=== Begin Enclosure ===

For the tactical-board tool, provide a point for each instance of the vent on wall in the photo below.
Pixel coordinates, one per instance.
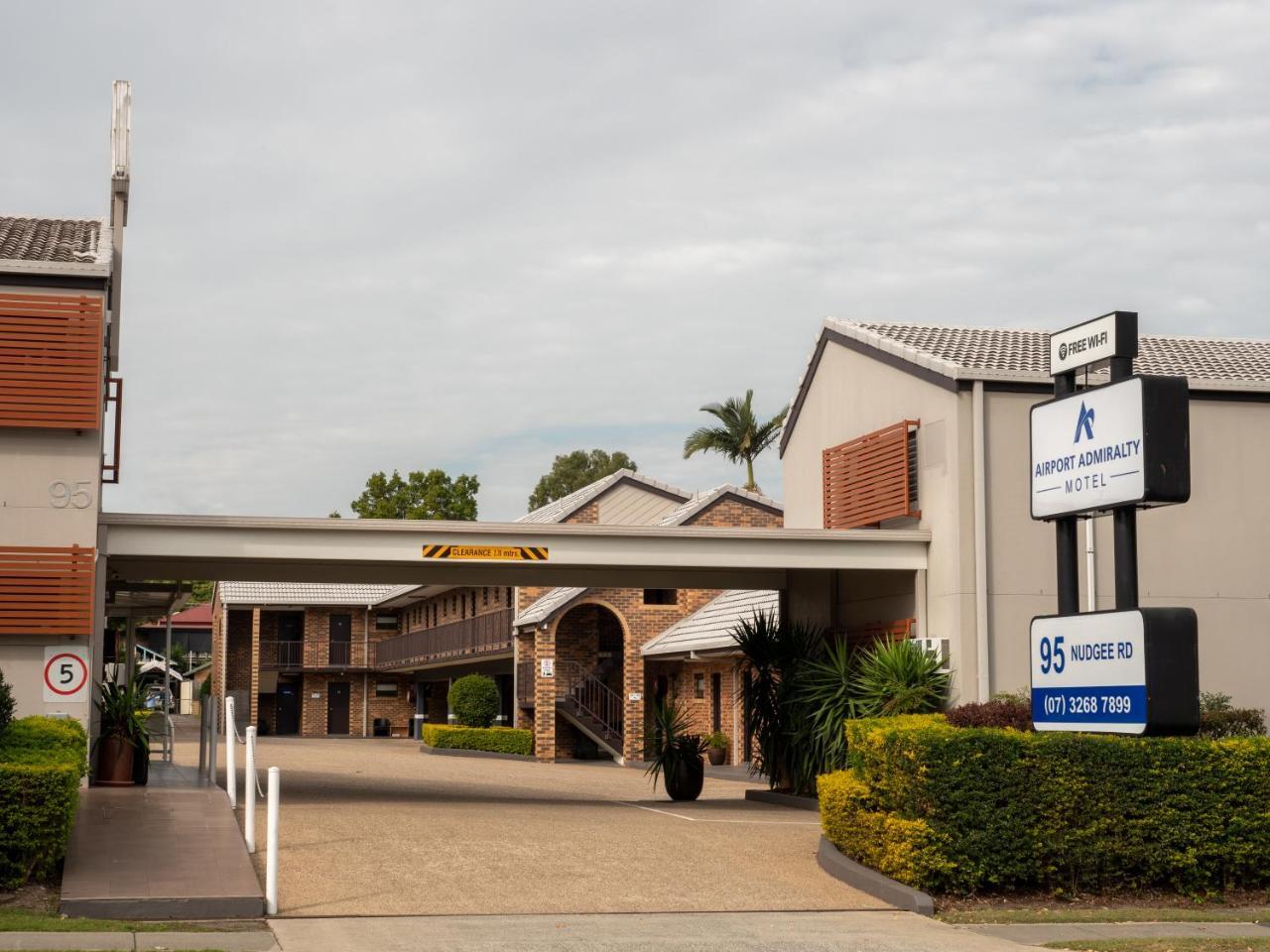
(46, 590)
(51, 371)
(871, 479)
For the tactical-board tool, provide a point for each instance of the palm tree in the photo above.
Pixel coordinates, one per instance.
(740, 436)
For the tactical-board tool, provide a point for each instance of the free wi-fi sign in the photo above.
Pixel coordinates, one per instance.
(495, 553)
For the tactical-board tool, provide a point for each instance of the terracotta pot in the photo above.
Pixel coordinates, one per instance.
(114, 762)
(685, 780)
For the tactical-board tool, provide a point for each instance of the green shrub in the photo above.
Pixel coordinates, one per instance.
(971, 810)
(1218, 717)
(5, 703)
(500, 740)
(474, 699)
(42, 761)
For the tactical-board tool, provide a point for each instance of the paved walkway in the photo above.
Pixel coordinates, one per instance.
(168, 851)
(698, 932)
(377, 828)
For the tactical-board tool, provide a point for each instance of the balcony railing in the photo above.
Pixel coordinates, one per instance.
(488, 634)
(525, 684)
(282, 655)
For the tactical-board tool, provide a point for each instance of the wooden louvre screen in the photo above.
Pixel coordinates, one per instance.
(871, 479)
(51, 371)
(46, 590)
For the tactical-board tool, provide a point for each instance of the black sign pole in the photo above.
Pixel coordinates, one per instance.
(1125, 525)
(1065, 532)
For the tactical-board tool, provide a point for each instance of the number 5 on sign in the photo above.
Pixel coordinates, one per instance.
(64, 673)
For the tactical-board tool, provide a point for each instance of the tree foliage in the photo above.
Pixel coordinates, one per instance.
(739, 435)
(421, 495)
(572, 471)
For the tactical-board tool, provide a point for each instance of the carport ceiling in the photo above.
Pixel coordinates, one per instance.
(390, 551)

=== End Enclosure ===
=== Begin Enclosure ===

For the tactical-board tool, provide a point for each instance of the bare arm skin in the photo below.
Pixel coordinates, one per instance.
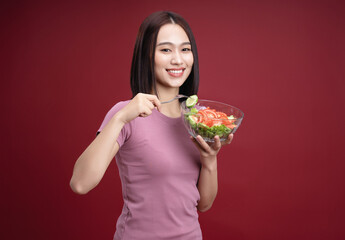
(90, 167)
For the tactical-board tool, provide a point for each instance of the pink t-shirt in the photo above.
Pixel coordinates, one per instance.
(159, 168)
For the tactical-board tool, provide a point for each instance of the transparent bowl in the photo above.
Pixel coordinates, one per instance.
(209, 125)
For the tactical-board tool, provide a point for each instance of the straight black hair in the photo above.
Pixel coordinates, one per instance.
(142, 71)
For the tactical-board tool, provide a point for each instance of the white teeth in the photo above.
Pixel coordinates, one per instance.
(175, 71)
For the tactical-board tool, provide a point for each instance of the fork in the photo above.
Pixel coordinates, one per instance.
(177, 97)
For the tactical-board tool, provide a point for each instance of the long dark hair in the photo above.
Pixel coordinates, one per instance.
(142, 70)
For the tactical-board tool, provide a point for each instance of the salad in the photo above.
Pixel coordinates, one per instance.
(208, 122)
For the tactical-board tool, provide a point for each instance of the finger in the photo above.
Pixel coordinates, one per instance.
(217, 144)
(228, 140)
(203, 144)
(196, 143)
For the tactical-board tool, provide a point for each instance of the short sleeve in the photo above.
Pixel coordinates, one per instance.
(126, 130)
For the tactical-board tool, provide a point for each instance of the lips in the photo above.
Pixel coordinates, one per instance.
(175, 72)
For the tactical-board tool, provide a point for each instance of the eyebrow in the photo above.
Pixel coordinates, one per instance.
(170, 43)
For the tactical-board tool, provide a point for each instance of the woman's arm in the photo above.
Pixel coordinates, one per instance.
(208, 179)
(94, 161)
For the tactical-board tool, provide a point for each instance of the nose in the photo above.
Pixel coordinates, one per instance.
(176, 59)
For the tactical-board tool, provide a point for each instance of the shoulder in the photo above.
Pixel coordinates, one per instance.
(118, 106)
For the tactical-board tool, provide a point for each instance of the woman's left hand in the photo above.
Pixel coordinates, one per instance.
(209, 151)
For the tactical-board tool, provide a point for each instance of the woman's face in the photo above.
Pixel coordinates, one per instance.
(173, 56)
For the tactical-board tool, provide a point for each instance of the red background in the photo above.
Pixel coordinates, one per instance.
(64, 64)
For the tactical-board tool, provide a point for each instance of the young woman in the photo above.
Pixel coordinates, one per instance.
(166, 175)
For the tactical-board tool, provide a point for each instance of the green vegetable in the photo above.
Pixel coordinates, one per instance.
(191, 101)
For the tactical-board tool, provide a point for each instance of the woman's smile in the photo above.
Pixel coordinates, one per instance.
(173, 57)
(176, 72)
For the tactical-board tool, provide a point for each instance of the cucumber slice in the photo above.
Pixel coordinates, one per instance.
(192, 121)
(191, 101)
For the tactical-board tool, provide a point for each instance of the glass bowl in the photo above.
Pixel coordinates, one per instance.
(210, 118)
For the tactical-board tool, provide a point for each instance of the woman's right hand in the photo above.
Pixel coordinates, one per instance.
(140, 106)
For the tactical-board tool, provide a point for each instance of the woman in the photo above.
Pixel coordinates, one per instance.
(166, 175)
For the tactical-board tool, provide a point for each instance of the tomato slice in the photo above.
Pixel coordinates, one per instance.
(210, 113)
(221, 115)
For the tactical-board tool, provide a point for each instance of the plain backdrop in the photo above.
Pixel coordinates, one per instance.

=== End Enclosure ===
=== Begin Enclosure ===

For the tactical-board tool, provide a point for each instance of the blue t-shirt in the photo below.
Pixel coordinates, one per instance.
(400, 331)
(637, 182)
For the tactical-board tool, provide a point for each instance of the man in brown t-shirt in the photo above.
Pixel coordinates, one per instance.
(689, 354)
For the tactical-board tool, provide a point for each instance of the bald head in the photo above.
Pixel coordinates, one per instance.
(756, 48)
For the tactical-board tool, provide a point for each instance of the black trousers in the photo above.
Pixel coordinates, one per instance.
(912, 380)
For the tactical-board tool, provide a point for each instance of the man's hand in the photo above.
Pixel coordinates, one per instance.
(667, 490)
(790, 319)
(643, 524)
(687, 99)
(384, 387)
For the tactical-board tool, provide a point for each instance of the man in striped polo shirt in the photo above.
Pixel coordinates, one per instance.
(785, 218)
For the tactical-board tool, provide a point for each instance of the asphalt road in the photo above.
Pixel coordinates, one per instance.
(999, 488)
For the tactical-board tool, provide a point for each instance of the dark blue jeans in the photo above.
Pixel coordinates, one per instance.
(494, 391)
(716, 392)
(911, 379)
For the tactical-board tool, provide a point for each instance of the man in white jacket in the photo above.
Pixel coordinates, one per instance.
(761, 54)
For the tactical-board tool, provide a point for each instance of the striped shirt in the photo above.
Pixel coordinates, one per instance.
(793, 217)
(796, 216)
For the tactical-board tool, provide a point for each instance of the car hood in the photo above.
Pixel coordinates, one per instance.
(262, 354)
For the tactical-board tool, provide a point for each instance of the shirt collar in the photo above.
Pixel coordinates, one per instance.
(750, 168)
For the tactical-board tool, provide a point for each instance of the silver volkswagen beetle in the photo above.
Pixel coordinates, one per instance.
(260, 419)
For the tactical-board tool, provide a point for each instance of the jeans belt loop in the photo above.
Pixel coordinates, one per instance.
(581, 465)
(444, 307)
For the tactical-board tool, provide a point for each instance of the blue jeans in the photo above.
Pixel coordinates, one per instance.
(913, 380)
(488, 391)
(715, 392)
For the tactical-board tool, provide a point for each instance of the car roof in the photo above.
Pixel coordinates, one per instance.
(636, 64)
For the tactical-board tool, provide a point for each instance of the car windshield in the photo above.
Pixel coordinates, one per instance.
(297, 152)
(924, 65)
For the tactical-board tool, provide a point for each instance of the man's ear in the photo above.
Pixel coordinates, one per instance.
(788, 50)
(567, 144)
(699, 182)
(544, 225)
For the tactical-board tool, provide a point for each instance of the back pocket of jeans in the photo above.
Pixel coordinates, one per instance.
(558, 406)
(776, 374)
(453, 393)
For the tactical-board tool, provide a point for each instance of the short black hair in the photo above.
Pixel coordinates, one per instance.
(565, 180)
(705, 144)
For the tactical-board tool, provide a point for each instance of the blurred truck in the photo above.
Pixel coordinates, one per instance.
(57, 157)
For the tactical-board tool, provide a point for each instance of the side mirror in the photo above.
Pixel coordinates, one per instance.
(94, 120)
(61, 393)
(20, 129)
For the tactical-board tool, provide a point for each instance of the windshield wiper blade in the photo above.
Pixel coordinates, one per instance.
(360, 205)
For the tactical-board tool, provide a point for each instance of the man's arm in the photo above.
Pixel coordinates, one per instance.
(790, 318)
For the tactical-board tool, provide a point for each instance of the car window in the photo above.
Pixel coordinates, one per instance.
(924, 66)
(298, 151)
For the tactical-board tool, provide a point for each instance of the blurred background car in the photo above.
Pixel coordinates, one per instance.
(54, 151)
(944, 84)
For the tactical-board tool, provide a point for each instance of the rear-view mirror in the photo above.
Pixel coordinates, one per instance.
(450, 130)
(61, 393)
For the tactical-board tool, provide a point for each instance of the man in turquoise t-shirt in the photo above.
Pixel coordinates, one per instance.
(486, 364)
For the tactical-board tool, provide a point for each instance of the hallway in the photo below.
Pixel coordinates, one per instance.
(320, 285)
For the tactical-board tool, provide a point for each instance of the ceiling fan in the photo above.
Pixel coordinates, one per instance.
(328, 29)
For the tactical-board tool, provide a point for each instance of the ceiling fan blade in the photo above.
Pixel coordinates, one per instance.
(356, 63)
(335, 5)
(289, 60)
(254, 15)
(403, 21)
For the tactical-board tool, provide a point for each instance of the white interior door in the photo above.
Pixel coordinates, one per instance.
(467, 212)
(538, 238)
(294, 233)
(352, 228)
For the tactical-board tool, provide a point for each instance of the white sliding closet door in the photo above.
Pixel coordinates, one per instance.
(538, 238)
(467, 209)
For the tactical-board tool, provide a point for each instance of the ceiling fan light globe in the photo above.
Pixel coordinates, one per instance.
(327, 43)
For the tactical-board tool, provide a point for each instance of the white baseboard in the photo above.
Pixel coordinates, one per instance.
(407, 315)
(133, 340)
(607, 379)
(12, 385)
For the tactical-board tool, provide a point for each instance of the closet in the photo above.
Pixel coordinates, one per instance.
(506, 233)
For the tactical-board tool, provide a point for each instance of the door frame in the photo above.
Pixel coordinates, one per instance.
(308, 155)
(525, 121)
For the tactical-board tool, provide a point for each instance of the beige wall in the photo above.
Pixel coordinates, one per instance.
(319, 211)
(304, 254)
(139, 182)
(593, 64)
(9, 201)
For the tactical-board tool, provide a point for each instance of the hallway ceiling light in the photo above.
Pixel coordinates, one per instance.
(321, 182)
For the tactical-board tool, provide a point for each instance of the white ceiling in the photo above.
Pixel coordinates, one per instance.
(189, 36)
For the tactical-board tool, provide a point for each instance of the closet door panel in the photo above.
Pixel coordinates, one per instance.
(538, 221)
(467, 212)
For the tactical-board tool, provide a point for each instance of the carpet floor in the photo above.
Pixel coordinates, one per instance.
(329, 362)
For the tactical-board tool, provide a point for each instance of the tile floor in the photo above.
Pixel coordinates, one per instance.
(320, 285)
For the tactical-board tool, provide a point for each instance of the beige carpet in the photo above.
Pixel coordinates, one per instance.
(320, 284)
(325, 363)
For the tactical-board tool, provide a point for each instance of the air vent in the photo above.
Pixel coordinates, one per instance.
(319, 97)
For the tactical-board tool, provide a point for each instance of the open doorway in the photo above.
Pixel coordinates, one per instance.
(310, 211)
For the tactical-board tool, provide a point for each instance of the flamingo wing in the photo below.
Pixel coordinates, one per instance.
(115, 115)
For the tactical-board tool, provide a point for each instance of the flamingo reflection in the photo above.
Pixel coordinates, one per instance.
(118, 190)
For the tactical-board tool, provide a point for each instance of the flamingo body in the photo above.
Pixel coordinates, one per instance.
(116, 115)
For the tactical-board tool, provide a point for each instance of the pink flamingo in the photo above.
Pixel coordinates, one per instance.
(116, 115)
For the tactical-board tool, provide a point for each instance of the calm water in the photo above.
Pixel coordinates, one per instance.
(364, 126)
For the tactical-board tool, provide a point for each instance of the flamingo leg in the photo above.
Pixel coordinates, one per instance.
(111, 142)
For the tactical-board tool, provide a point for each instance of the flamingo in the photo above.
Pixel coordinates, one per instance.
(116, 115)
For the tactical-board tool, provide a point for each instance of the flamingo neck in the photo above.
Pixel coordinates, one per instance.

=== End Enclosure ===

## Work task
Show all lines from the records above where the word "hallway" occurs.

## Exercise result
For the tactical-board tool, provide a point for each instance of the hallway in the photo below.
For the tactical-board tool, provide a point for each instance of the hallway ceiling light in the photo above.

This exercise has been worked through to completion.